**Excerpt to read:**
□ □ □ □ □ □ □
Khazen

Lebanese movie “Caramel” talks women, not war

By Yara Bayoumy BEIRUT (Reuters) – In a cinema industry traditionally dominated by the theme of war, "Caramel", a film by Lebanese director Nadine Labaki, shies away from conflict and instead brings to light social dilemmas faced by Lebanese women. "Caramel", or "Sukkar Banat" as the movie is titled in Arabic, revolves around the lives of five Lebanese women, each burdened with their own social and moral problems.

It is Labaki’s first feature-length movie and was shown during the Cannes Film Festival in May. It has been showing in Lebanon to packed theatres, unusual in a country where audiences tend to prefer Hollywood blockbusters to Arabic films. Most Lebanese films have tended to tackle themes revolving around the 1975-1990 civil war that destroyed much of the country’s social fabric — its social repercussions, sectarianism and post-war malaise. But "Caramel" chooses to focus on modern social themes. Its main setting is a beauty salon in Beirut, where women talk frankly about men, sex, marriage and happiness. Their conversations are interspersed with touching and comical scenes.
□ □ □ □ □ □ □
**Provided data:**

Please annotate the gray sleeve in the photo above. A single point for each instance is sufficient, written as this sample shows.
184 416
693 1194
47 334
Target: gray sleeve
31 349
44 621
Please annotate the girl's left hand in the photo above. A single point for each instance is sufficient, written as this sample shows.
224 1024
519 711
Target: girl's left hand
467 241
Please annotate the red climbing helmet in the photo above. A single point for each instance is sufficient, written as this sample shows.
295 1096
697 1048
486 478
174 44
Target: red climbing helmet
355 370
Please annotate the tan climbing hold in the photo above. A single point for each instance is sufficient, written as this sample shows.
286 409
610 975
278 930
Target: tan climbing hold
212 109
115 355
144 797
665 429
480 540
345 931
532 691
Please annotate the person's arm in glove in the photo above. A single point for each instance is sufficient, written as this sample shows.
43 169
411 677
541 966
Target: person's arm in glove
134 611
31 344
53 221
□ □ □ □ □ □ □
**Objectives:**
A: Retype the article on the film Caramel from "By Yara Bayoumy" up to and including "and moral problems.".
B: Continue the article on the film Caramel from its final sentence onward.
The listing comes from a source separate from the article on the film Caramel.

**Answers for the exercise:**
A:
By Yara Bayoumy BEIRUT (Reuters) – In a cinema industry traditionally dominated by the theme of war, "Caramel", a film by Lebanese director Nadine Labaki, shies away from conflict and instead brings to light social dilemmas faced by Lebanese women. "Caramel", or "Sukkar Banat" as the movie is titled in Arabic, revolves around the lives of five Lebanese women, each burdened with their own social and moral problems.

B:
"Lebanon is not only burning buildings and people crying in the street. When you say Lebanon, especially to foreigners, that’s the first thing they think of," Labaki said on Thursday. "For me Lebanon is about other things … we live love stories like any other person in any country all over the world," Labaki, 33, told Reuters at a 1930s house in Beirut. "That’s why I wanted to talk about an issue that has no relation to the war and which shows a new picture of Lebanon, specifically that it’s a people with imagination, who love life, people with warmth, people with a sense of humour."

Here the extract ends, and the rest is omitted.